• SHORT EXERCISE
Find every line in the entries below that contains the word "orange" and copy each such line. Case counts.

(Source records)
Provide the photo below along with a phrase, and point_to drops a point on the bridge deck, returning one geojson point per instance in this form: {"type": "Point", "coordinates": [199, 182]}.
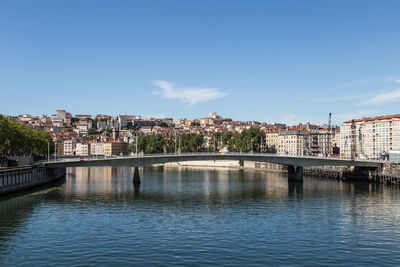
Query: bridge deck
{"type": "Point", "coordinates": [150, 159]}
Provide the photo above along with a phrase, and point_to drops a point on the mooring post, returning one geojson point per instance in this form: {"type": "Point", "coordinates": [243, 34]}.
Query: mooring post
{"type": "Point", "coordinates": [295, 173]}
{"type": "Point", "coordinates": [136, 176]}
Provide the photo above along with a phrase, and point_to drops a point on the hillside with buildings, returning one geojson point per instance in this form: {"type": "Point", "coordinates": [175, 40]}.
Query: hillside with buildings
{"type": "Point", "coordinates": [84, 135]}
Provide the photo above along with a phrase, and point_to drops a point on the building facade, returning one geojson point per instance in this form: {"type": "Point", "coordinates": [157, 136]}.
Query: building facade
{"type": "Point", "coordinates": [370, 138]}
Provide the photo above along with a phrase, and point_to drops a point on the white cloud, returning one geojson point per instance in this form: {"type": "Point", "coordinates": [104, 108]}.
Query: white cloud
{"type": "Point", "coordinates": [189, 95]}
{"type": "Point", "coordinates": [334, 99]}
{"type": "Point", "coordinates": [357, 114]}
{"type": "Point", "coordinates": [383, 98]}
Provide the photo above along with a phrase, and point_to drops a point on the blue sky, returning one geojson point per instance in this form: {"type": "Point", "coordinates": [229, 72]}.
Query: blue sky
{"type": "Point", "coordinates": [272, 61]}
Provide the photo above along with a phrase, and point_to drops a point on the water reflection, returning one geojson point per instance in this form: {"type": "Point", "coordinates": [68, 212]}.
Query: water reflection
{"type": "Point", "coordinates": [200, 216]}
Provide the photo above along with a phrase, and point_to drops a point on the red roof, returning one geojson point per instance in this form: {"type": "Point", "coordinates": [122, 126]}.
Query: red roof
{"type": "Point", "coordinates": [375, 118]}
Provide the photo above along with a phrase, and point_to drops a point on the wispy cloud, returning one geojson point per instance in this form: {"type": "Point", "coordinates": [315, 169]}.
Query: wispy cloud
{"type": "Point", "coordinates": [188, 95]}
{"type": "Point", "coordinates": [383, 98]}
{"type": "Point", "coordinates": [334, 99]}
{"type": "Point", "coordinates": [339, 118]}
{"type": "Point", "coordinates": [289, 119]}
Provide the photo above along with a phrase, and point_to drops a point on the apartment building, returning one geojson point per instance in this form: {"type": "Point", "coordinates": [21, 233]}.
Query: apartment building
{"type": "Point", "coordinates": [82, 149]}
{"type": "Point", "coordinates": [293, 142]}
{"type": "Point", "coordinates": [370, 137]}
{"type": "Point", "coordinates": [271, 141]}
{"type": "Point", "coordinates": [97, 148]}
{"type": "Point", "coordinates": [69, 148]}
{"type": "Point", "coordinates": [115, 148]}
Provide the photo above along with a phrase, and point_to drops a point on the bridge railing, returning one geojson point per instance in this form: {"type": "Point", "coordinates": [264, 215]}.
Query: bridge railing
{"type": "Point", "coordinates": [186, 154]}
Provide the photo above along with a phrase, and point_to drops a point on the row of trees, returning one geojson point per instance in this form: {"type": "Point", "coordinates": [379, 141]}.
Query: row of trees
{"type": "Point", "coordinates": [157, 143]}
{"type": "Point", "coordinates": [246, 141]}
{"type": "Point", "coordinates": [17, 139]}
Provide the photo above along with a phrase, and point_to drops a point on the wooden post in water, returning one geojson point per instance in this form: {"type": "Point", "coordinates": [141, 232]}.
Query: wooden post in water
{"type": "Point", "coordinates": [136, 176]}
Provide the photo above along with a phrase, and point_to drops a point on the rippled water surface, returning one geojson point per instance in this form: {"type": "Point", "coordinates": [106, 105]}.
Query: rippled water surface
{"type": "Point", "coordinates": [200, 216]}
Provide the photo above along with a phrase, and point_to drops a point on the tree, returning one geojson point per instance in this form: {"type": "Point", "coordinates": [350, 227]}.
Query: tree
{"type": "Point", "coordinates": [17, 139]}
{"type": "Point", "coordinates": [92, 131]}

---

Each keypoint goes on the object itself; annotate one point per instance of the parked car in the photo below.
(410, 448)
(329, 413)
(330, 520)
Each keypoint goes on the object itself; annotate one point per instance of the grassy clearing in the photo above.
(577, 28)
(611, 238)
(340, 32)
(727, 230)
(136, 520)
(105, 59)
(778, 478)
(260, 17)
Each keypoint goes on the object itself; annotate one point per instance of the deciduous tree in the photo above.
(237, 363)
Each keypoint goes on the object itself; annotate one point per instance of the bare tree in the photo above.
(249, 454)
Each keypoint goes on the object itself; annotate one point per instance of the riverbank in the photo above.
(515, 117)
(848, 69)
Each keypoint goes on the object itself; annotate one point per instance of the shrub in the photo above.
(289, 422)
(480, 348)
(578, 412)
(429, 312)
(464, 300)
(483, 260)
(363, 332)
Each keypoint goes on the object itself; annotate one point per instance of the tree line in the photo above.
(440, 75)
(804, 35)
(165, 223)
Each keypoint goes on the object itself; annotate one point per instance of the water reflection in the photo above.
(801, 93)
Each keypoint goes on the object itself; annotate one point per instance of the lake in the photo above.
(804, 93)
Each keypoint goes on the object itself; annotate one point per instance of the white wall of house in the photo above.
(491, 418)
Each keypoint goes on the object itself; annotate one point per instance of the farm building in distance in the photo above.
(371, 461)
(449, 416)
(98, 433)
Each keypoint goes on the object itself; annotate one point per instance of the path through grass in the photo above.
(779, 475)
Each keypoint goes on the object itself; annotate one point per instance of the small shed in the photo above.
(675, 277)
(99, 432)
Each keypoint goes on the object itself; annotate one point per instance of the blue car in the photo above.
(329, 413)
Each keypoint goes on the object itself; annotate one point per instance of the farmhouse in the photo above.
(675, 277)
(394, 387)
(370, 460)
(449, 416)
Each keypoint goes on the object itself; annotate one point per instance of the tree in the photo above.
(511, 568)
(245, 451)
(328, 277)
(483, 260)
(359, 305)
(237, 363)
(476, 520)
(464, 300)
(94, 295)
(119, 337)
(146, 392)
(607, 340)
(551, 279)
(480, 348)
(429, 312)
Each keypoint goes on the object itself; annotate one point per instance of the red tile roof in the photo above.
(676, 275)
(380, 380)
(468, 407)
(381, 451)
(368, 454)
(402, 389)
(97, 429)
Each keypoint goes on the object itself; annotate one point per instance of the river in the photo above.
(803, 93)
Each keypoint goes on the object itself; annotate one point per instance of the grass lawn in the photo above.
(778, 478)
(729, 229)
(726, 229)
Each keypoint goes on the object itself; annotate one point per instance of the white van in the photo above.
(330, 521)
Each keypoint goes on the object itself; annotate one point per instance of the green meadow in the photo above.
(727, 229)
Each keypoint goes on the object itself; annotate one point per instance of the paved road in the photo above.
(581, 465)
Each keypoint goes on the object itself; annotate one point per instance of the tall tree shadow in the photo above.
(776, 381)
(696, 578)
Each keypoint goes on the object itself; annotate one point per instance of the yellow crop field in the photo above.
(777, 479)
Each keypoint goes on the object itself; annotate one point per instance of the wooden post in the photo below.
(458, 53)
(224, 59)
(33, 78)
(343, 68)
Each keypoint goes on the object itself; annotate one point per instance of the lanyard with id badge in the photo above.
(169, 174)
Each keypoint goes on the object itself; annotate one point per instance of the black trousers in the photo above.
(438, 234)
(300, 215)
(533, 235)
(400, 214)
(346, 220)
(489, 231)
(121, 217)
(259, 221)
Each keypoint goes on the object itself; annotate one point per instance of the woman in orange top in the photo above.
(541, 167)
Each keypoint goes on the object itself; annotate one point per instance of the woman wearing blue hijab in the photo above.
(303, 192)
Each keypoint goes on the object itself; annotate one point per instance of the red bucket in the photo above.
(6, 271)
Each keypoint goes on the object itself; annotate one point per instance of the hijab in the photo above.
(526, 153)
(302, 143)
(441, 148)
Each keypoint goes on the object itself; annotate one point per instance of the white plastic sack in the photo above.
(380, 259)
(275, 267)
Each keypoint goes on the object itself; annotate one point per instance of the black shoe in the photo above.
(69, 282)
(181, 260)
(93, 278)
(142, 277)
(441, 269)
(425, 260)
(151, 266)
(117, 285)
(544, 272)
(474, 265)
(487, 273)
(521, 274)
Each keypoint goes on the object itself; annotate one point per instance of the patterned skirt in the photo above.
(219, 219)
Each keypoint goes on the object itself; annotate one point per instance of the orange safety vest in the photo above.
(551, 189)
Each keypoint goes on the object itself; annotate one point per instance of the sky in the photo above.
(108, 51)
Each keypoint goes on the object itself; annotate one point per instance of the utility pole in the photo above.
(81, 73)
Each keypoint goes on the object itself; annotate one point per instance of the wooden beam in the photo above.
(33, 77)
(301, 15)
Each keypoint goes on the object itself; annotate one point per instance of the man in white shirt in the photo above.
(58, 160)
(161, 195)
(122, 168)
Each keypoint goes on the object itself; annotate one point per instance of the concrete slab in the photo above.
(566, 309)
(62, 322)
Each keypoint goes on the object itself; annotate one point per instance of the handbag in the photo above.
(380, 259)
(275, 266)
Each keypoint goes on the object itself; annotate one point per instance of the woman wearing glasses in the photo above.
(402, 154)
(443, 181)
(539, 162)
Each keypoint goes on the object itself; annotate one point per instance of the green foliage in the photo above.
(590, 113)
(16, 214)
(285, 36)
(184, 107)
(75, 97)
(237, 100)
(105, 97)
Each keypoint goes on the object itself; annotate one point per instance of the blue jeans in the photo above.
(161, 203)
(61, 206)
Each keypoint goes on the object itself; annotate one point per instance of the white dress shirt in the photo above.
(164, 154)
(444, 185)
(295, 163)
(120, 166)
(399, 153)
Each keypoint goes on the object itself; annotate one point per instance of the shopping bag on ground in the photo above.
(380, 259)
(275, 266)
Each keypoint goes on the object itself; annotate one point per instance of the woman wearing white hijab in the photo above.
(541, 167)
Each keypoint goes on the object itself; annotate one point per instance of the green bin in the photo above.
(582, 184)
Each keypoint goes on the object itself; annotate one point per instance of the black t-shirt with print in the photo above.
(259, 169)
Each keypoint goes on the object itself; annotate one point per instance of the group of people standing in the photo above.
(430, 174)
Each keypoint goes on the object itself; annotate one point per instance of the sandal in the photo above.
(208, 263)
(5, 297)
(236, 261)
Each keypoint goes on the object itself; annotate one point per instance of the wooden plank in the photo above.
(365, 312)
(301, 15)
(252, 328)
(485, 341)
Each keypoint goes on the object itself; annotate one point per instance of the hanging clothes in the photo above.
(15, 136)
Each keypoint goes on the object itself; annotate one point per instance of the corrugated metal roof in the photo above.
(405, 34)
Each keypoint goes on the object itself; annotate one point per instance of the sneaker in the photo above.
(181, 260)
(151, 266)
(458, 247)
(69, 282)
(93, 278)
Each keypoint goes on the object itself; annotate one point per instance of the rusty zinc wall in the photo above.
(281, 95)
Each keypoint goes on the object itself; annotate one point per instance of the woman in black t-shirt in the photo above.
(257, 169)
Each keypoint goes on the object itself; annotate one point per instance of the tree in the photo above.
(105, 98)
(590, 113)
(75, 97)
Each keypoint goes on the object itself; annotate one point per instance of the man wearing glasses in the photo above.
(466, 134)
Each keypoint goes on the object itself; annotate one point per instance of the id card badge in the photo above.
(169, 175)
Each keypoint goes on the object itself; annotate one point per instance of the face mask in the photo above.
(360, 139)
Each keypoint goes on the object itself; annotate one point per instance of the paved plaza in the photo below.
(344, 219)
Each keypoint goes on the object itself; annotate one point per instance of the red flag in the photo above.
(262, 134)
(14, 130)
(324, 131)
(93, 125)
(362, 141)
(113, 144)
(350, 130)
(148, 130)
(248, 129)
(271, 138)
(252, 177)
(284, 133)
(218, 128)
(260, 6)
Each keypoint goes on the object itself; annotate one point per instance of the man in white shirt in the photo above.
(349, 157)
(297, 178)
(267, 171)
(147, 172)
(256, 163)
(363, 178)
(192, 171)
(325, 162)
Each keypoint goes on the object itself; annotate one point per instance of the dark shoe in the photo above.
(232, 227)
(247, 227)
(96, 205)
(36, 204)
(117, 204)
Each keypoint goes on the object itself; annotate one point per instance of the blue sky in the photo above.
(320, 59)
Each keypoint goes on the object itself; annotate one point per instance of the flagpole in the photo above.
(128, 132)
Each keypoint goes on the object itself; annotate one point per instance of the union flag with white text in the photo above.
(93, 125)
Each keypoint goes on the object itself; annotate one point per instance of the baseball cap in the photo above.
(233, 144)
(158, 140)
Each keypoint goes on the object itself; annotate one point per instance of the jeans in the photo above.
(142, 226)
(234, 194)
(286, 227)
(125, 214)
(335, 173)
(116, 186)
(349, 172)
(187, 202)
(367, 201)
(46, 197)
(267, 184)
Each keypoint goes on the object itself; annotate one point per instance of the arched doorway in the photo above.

• EXERCISE RESPONSE
Each keypoint goes on the object itself; annotate one point per instance of the woman in orange top in the photo above.
Each keypoint goes on the object itself; annotate one point per instance of the orange safety vest in the photo above.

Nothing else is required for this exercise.